** DOCUMENT **

This helps to explain why we can bring in the aberrant Sade. Sade represents a defiled version of Enlightenment ideals. An idealization of reason becomes a reason to use others to satisfy the pleasures of the flesh. We are reluctantly acquainted to Sade by his monstrous sexuality as it made itself known via the perilous extremes of his writing style. In a two-page essay from the 1964 book, Signs by Merleau-Ponty, he writes about literary eroticism, alluding to Sade “[c]onsider the fact that our great erotics always have [a] pen in hand: the religion of eroticism could well be a literary fact” (310). Yes, there is no doubt that Sade was a libertine par excellence, but most of all, he was an incredibly prolific writer. His fervent imagination often ran away with itself. This was no academic coming to us from a cloistered Parisian university, his debauched writing happened behind the bars of various prisons, including the Bastille during the French Revolution, and his noteworthy stay at the insane-asylum at Charenton. To be sure, if his sexual exploits went unpunished, if his debauchery remained hidden, or if his voracious sexual appetites were satisfied (try imagine that impossibility), it is questionable that his writings would’ve reached the voluminous depravity that they did. The literary critic/philosopher Maurice Blanchot (a friend of Merleau-Ponty’s) wrote of the effect Sade’s paradoxical incarcerations had on Sade’s fame “[n]ow the strange thing is that if the guardians of morality who, by containing Sade to solitary confinement have thereby made themselves the most faithful accomplices of his immorality” (38). Hiding Sade away from potential victims redirected his sexual enforcements onto the page and into the words of those endless perversions.

[Region labeling records]

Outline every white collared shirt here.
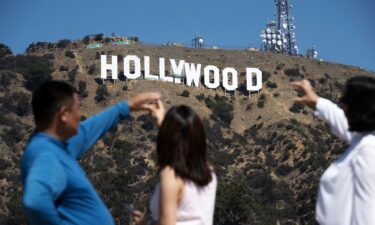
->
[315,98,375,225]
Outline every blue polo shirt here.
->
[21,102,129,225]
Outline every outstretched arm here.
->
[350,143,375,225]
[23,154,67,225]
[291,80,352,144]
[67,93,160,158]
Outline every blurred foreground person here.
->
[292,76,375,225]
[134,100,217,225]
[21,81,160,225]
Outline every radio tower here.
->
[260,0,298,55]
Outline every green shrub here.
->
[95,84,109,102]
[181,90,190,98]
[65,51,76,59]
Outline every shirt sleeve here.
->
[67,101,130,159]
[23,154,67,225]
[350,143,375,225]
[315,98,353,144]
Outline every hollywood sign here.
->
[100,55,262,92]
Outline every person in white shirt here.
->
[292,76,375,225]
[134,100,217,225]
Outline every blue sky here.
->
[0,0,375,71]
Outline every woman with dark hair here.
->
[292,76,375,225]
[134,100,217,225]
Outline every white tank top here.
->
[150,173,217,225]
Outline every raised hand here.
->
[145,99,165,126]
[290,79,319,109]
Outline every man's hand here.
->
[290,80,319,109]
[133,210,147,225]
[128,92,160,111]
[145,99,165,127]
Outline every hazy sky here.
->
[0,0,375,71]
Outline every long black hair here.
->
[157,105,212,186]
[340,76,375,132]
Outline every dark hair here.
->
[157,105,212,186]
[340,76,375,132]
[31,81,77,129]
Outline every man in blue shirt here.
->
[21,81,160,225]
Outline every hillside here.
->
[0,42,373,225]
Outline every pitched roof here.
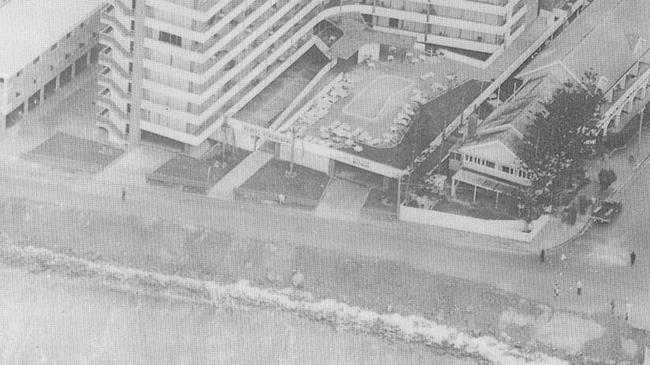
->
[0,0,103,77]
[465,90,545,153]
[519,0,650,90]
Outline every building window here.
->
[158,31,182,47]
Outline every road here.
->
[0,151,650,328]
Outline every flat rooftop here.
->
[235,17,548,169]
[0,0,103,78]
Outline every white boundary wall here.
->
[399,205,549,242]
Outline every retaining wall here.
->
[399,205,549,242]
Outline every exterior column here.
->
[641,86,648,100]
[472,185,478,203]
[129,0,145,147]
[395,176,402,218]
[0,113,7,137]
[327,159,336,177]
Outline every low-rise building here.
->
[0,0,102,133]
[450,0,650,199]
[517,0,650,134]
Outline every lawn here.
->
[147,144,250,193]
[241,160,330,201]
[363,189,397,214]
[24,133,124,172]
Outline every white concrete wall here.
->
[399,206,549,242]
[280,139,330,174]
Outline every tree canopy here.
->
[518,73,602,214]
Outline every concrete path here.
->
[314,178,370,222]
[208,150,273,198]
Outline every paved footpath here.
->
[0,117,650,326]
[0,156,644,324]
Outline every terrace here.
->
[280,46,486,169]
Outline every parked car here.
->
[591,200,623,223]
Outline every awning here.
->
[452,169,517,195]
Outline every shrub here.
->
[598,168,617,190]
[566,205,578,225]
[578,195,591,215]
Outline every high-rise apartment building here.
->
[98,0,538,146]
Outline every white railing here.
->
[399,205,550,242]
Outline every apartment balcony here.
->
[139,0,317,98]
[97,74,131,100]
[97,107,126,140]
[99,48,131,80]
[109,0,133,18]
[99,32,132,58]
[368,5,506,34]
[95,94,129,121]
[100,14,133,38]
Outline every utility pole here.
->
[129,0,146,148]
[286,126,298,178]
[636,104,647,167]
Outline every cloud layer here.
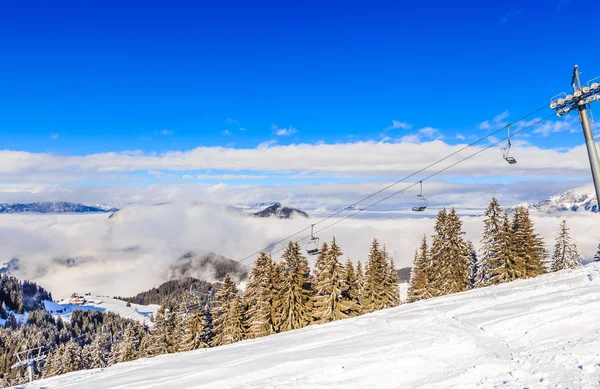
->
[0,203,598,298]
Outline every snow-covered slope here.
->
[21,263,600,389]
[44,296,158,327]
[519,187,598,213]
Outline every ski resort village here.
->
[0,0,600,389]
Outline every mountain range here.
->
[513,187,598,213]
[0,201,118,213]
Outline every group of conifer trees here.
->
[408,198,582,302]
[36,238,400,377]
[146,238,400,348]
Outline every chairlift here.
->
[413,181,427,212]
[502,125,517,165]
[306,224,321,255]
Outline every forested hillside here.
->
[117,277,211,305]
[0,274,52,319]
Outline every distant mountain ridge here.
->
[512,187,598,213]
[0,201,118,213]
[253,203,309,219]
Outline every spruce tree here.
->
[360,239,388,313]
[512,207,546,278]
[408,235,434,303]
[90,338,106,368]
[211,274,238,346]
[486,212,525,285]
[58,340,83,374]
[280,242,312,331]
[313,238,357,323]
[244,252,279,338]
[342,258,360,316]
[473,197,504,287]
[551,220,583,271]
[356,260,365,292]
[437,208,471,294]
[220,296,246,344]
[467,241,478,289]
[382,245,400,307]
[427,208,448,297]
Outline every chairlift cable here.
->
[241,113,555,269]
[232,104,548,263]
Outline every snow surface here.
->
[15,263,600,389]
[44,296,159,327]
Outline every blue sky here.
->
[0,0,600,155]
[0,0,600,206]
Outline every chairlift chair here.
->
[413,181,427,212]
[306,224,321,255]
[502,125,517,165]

** WRITTEN INSTRUCTION **
Please continue the passage about Sade and his writing, picking up right after its final sentence.

** TASK RESULT **
We try to make sense of Sade with respect to Merleau-Ponty’s philosophy, for instance in the explicit way he (Merleau-Ponty) writes about the sexual body inhabiting an environment “[t]here must be an immanent function in sexual life that guarantees its unfolding, the normal extension of sexuality must rest upon the internal powers of the organic subject […]” (158). This normal sexual extension becomes Sade’s radical profligacy. Sade took total advantage of his aristocratic birth to ab/use people in whatever way he saw fit. But what use is Sade’s horrible example? The avowed philosophical radical Georges Bataille, (also a friend of Merleau-Ponty’s), was keen to ask this very question in his dark essay “The Use Value of D.A.F. de Sade” to which he simply answers “[t]he life and works of D.A.F. de Sade would thus have no other use value than the common use value of excrement […]” (92).
In a later chapter from the Phenomenology of Perception, where Merleau-Ponty is doing the phenomenological work of freeing up the ‘cogito’ from the entrenched parochialism of Descartes, he mentions sexual perversion and its direct relation to desiring “[w]hat is desiring if not consciousness of an object as valuable (or valuable precisely insofar as it is not valuable, in the case of perverse desire) […]” (396). In one charged example from the Philosophy in the Bedroom, among the thousands, we find Sade’s characteristic sexual derangement to compare with Merleau-Ponty’s suggestion of how the ‘not valuable’ is valued in perversion “[i]s incest more dangerous? Hardly, it loosens family ties and the citizen has that much more love to lavish on his country […]” (324). We almost can’t believe certain lines like this. It must in that relished provocation where Sade got his salacious power. There are plenty of reasons to hate him, and this overshadows our ability to understand him.
We do find piquant echoes of Sade with Merleau-Ponty, of course, in reference to the objectification of body that is so hugely problematic in our sexual relations with other people and other bodies. “To say I have a body is thus a way of saying that I can be seen as an object and that I seek to be seen as a subject, that another person can be my master or my slave” (170). We don’t have to look for long to find similarities to this sexual objectification with Sade,
The act of enjoyment is a passion which, I confess, subordinates all others to it, but which simultaneously unites them. This desire to dominate at this moment is so powerful in Nature that one notices it even in animals (345).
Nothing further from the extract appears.